- EXERCISE
From the line containing "det: large photo panel" onward, retype each line of the entries below exactly, last line included.

- EXCERPTED DATA
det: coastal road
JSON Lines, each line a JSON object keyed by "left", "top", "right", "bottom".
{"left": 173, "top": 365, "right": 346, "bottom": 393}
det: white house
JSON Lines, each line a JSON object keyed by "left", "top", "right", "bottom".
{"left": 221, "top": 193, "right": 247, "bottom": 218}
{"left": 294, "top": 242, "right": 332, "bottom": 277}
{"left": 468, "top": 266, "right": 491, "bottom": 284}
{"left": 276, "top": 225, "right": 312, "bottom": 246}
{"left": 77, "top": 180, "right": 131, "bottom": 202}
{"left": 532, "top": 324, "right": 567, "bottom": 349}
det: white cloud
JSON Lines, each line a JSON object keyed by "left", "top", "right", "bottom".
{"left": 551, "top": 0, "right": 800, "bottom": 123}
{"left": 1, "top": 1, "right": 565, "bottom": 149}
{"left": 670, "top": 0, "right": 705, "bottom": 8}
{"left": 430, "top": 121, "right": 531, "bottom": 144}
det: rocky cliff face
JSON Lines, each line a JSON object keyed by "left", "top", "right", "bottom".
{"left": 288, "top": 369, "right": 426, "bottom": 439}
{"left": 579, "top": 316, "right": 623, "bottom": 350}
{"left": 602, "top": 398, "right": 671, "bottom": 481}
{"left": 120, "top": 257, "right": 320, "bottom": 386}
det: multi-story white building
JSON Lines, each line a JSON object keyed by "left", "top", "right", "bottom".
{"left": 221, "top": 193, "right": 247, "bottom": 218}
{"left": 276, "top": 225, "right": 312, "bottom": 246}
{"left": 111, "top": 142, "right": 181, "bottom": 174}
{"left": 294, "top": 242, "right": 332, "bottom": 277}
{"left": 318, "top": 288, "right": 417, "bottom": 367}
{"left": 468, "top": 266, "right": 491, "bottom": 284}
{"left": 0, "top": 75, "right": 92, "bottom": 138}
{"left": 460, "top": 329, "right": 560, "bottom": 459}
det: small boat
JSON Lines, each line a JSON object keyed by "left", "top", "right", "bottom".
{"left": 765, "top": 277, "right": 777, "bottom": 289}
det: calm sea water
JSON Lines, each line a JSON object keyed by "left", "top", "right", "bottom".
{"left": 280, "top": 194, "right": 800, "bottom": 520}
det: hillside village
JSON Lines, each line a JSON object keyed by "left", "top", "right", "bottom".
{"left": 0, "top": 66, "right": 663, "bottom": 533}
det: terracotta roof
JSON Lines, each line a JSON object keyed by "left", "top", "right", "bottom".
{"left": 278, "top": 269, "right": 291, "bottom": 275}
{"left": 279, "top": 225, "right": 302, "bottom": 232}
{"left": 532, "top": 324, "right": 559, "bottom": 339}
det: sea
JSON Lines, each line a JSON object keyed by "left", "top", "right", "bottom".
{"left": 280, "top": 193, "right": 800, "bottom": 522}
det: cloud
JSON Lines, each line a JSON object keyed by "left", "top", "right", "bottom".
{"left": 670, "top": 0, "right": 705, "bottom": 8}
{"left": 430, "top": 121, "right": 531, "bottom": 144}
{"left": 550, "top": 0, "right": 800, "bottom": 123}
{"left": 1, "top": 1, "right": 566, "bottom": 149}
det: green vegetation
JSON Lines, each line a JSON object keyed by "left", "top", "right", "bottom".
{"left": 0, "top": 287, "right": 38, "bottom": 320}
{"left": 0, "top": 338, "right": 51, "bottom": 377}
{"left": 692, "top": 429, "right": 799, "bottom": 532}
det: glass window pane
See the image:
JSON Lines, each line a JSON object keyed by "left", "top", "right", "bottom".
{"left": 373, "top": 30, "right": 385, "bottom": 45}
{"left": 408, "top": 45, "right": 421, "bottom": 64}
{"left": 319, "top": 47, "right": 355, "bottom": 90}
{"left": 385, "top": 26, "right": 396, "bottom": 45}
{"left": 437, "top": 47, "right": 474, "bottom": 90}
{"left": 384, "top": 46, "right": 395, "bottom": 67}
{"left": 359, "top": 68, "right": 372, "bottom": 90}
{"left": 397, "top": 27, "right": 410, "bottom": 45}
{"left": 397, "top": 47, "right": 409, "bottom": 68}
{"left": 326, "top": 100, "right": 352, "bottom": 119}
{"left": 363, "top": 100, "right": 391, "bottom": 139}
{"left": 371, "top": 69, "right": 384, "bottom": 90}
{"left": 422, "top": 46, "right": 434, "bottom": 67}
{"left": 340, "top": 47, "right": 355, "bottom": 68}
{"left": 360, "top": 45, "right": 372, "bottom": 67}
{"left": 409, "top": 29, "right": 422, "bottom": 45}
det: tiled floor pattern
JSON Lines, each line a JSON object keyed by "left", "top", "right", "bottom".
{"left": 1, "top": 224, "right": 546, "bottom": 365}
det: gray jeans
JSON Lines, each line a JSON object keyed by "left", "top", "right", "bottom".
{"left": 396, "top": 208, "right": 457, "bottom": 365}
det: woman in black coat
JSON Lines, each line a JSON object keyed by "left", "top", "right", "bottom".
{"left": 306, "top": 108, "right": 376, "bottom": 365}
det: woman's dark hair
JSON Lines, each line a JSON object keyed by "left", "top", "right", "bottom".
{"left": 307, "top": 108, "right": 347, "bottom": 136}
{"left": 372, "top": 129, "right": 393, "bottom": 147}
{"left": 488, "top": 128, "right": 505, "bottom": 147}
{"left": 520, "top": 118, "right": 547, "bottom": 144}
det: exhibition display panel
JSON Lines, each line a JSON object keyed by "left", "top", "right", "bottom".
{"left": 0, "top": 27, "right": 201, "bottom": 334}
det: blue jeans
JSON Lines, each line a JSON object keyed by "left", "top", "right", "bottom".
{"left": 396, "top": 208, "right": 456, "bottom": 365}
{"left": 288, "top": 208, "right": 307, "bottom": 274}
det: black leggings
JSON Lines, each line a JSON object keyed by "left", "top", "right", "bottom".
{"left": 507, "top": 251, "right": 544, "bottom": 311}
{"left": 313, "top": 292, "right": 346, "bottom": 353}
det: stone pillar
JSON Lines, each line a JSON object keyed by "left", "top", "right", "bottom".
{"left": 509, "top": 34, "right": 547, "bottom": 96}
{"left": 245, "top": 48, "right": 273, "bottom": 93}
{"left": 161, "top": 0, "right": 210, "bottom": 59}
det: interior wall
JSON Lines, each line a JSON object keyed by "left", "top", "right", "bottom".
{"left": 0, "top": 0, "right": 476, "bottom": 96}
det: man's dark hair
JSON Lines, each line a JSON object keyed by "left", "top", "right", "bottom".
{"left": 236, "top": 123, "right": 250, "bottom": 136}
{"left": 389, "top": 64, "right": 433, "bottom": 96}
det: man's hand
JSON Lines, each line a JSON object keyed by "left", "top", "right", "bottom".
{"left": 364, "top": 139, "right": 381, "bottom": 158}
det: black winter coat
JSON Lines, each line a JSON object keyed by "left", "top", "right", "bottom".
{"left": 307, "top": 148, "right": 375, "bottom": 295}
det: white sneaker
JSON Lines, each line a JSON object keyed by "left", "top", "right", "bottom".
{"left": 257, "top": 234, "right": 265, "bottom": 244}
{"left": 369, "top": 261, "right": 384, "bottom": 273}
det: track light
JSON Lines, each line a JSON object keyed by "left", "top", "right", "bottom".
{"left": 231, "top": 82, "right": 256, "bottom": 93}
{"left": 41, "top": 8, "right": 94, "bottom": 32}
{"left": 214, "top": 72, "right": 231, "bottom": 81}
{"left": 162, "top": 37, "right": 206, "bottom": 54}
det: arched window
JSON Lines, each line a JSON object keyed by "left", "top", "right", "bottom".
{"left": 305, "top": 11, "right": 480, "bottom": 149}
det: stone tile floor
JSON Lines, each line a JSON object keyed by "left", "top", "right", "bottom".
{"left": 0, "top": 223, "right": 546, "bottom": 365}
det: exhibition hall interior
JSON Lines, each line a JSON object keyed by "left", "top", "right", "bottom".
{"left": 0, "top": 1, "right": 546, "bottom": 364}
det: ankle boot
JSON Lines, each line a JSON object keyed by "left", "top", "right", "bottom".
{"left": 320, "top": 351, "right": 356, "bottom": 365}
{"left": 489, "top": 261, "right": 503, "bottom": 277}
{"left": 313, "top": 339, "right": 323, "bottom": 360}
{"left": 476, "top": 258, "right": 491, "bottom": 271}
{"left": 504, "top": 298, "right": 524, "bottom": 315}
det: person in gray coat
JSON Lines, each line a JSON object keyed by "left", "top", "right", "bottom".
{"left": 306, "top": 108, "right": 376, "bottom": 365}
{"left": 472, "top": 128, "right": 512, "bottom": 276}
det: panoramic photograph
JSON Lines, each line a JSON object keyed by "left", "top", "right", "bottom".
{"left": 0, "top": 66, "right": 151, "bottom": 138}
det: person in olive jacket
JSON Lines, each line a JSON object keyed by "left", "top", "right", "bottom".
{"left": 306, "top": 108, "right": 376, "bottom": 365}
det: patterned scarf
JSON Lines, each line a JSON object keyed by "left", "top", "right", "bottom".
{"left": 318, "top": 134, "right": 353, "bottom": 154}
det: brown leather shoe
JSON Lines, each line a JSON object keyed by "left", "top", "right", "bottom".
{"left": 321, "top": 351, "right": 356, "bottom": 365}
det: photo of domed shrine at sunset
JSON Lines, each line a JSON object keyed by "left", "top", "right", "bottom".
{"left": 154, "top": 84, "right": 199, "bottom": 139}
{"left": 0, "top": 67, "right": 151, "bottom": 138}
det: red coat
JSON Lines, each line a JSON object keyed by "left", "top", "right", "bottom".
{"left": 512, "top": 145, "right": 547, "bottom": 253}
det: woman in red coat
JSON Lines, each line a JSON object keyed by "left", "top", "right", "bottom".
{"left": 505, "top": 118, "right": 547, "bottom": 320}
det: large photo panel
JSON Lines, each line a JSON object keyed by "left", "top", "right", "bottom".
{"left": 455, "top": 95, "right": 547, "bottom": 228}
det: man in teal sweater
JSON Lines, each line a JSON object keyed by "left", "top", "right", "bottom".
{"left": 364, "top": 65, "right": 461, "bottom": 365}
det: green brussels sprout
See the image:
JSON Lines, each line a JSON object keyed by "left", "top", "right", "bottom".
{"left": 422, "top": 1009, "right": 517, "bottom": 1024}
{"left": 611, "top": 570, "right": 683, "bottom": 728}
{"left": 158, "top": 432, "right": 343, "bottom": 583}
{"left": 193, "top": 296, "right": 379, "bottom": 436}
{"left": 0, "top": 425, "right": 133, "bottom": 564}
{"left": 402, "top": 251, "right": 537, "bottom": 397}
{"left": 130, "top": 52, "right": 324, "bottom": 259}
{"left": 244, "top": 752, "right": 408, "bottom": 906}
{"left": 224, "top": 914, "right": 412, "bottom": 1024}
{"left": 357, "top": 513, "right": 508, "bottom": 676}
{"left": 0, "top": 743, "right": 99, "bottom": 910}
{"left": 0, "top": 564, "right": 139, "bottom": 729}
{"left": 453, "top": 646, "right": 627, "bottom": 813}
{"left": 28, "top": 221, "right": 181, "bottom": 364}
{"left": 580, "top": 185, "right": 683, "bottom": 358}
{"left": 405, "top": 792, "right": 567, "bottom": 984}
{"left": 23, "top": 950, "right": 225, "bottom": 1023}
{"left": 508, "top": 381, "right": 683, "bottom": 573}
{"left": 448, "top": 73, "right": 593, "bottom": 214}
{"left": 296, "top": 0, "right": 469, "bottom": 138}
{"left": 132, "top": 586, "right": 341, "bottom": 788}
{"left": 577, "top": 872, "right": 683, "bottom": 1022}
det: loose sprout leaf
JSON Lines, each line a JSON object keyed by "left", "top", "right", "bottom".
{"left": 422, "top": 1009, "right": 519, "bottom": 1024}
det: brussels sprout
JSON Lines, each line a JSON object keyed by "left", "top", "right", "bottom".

- OUTPUT FOR THIS TASK
det: large photo panel
JSON Lines, each line a JSON object keyed by "left", "top", "right", "bottom".
{"left": 455, "top": 95, "right": 547, "bottom": 228}
det: man in teal sweater
JSON Lines, each line a JSON object keyed by "left", "top", "right", "bottom".
{"left": 364, "top": 65, "right": 461, "bottom": 365}
det: green brussels sprout
See the image:
JSON Lines, each line a JSON object keyed by "left", "top", "right", "bottom".
{"left": 422, "top": 1009, "right": 517, "bottom": 1024}
{"left": 611, "top": 570, "right": 683, "bottom": 728}
{"left": 158, "top": 432, "right": 343, "bottom": 583}
{"left": 193, "top": 296, "right": 379, "bottom": 436}
{"left": 0, "top": 425, "right": 133, "bottom": 564}
{"left": 402, "top": 251, "right": 537, "bottom": 397}
{"left": 130, "top": 52, "right": 324, "bottom": 259}
{"left": 244, "top": 752, "right": 408, "bottom": 906}
{"left": 224, "top": 914, "right": 412, "bottom": 1024}
{"left": 357, "top": 513, "right": 508, "bottom": 676}
{"left": 0, "top": 743, "right": 99, "bottom": 910}
{"left": 0, "top": 564, "right": 139, "bottom": 729}
{"left": 453, "top": 646, "right": 627, "bottom": 813}
{"left": 28, "top": 221, "right": 181, "bottom": 364}
{"left": 580, "top": 185, "right": 683, "bottom": 358}
{"left": 405, "top": 792, "right": 567, "bottom": 984}
{"left": 23, "top": 950, "right": 225, "bottom": 1023}
{"left": 508, "top": 381, "right": 683, "bottom": 573}
{"left": 448, "top": 73, "right": 593, "bottom": 214}
{"left": 296, "top": 0, "right": 469, "bottom": 138}
{"left": 132, "top": 586, "right": 341, "bottom": 788}
{"left": 577, "top": 872, "right": 683, "bottom": 1022}
det: loose sprout leaf
JSON Lines, each line a JSON object keyed by "left", "top", "right", "bottom".
{"left": 422, "top": 1009, "right": 519, "bottom": 1024}
det: brussels sprout
JSON Lines, each line a JSON object keyed by "left", "top", "right", "bottom".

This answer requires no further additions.